> Brano di lettura
Mary sta per assistere all’impiccagione della nonna quando un amorevole abbraccio le copre la visuale, trascinandola lontano dalla folla affamata di sangue. E’ una donna misteriosa, ben vestita e colta, che la conduce al sicuro presso una locanda in cui riceve cure e nutrimento. Poche righe dopo scopriamo insieme a Mary l’identità della donna, che ha molto a cuore la salvezza della ragazzina: il giorno dopo l’ affida ad una piccola comunità di puritani in partenza per l’America, perché solo scappando avrebbe salva la vita. Sono tempi bui, estremamente instabili, e parte del popolo inglese non si sente più rappresentato da chi sta al potere: sono i puritani, i separatisti. Coloro che seguono alla lettera la parola del Signore data attraverso la Bibbia, non si sentono più accettati in patria nel nuovo ordine delle cose. Alcuni di loro sono partiti anni prima, dando vita ad una comunità puritana nei pressi della città di Salem; ora un altro piccolo gruppo sta per raggiungere quelle terre lontane, in cerca di propsperità e di libertà per il loro credo: Mary si unirà a loro. La donna che l’ha tratta in salvo dalle grinfie dei cacciatori di streghe le ha preparato una storia plausibile da raccontare, che avrebbe dovuto recitare a memoria una volta raggiunto il gruppo. Per il resto, non c’era nulla da aggiungere o da sapere: Mary è intelligente e comprende subito che fingersi una puritana era tutto quello che poteva fare nella sua condizione. Durante la traversata conosce alcune persone speciali che le si stringeranno attorno come se fosse sempre stata parte della loro famiglia, donandole conforto e calore umano. Stringe un forte legame affettivo soprattutto con Martha, una donna rimasta vedova e senza figli a causa delle guerra.

> Dati forniti

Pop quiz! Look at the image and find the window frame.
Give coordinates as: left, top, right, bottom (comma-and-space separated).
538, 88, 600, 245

> Le consegne
1: Traduci in inglese questa frase del brano: "Durante la traversata conosce alcune persone speciali che le si stringeranno attorno come se fosse sempre stata parte della loro famiglia, donandole conforto e calore umano."
2: Secondo il brano, con chi Mary stringe un forte legame affettivo soprattutto?
3: Nel brano, la frase che comincia con "E’ una donna misteriosa" descrive la donna con alcune caratteristiche. Elencale tutte.

> Soluzioni per consegna
1: During the crossing she meets some special people who will gather around her as if she had always been part of their family, giving her comfort and human warmth.

2: Con Martha.

3: Misteriosa, ben vestita, colta.